─── Extracted data

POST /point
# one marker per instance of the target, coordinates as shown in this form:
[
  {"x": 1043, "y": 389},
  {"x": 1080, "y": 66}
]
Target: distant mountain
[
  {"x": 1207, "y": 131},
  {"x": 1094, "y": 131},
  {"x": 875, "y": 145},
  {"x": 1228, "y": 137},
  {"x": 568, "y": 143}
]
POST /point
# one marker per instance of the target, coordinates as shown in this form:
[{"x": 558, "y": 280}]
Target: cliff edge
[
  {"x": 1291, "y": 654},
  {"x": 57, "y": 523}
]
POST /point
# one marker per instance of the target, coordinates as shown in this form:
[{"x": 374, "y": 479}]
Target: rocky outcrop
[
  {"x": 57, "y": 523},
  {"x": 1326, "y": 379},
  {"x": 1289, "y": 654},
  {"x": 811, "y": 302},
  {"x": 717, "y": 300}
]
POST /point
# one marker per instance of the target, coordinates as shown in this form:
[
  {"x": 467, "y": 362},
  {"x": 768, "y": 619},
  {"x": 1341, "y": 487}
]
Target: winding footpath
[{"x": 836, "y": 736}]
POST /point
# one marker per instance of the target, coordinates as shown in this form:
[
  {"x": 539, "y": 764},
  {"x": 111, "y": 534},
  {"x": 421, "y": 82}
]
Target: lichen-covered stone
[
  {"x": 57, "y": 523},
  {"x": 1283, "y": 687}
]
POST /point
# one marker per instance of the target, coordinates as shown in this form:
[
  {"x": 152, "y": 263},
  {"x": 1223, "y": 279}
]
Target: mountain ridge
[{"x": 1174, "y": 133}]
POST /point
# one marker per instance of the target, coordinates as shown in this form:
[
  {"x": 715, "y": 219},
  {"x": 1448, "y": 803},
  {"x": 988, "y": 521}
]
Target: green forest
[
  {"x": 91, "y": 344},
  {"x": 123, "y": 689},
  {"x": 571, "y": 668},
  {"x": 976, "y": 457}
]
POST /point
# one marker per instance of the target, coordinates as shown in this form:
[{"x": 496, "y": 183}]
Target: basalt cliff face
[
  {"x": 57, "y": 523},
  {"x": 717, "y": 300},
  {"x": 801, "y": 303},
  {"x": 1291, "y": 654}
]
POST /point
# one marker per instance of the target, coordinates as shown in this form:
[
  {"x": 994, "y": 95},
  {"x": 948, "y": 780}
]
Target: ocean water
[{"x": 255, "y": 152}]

──────

◆ **Problem description**: Transcribe exactly, and only, the lines that extend from the one containing "Target: green forest" to the end of the records above, inclusive of both.

◆ **Result**:
Target: green forest
[
  {"x": 91, "y": 344},
  {"x": 123, "y": 689},
  {"x": 571, "y": 668},
  {"x": 976, "y": 457}
]
POST /point
# one marker per instance of the target, coordinates as shown in this form:
[{"x": 496, "y": 183}]
Target: basalt cliff face
[
  {"x": 57, "y": 523},
  {"x": 717, "y": 300},
  {"x": 801, "y": 303},
  {"x": 1291, "y": 654}
]
POST /point
# one marker per instance of the target, coordinates as shown in this form:
[
  {"x": 994, "y": 95},
  {"x": 948, "y": 780}
]
Target: ocean water
[{"x": 255, "y": 152}]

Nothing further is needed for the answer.